> Text passage
■ ■ ■ ■ ■
Patchwork D2792: hgweb: port archive command to modern response API

login
register
mail settings
Submitter phabricator
Date March 11, 2018, 5:24 a.m.
Message ID <differential-rev-PHID-DREV-urgo5v4ganbkmcswuu4z-req@phab.mercurial-scm.org>
Download mbox | patch
Permalink /patch/29289/
State Superseded
Headers show

Comments

phabricator - March 11, 2018, 5:24 a.m.
indygreg created this revision.
Herald added a subscriber: mercurial-devel.
Herald added a reviewer: hg-reviewers.

REVISION SUMMARY
  Well, I tried to go with PEP 3333's recommendations and only allow
  our WSGI application to emit data via a response generator.
  Unfortunately, the "archive" command calls into the zipfile and
  tarfile modules and these operator on file objects and must send
  their data to an object with write(). There's no easy way turn
  these write() calls into a generator.
  
  So, we teach our response type how to expose a file object like
  object that can be used to write() output. We try to keep the API
  consistent with how things work currently: callers must call a
  setbody*(), then sendresponse() to trigger sending of headers,
  and only then can they get a handle on the object to perform
  writing.
  
  This required overloading the return value of @webcommand functions
  even more. Fortunately, we're almost completely ported off the
  legacy API. So we should be able to simplify matters in the near
  future.
  
  A test relying on this functionality has also been updated to use
  the new API.

REPOSITORY
  rHG Mercurial

REVISION DETAIL
  https://phab.mercurial-scm.org/D2792

AFFECTED FILES
  hgext/keyword.py
  mercurial/hgweb/hgweb_mod.py
  mercurial/hgweb/request.py
  mercurial/hgweb/webcommands.py
  tests/hgweberror.py

CHANGE DETAILS




To: indygreg, #hg-reviewers
Cc: mercurial-devel
phabricator - March 16, 2018, 4:38 p.m.
yuja added inline comments.

INLINE COMMENTS

> webcommands.py:1220
> +    web.res.setbodywillwrite()
> +    assert list(web.res.sendresponse()) == []
> +

`assert` may be deleted by `-O`, but this one is important.

Can you send a followup?

REPOSITORY
  rHG Mercurial

REVISION DETAIL
  https://phab.mercurial-scm.org/D2792

To: indygreg, #hg-reviewers, durin42
Cc: yuja, mercurial-devel

Patch

diff --git a/tests/hgweberror.py b/tests/hgweberror.py
--- a/tests/hgweberror.py
+++ b/tests/hgweberror.py
@@ -10,9 +10,12 @@ 
     '''Dummy web command that raises an uncaught Exception.'''
 
     # Simulate an error after partial response.
-    if 'partialresponse' in req.req.qsparams:
-        req.respond(200, 'text/plain')
-        req.write('partial content\n')
■ ■ ■ ■ ■
> Material shown
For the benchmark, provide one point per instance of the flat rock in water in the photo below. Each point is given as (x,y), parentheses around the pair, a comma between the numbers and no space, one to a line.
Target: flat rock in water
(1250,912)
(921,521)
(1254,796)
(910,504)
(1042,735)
■ ■ ■ ■ ■
> Directions
1. According to the patch page, which two Python modules does the archive command call into?
2. Write out every line of the listing that follows the patch page as a JSON list of strings, one string per line, with blank lines omitted.

> Full answers
1. The zipfile and tarfile modules.

2.
[
  "For the benchmark, provide one point per instance of the flat rock in water in the photo below. Each point is given as (x,y), parentheses around the pair, a comma between the numbers and no space, one to a line.",
  "Target: flat rock in water",
  "(1250,912)",
  "(921,521)",
  "(1254,796)",
  "(910,504)",
  "(1042,735)"
]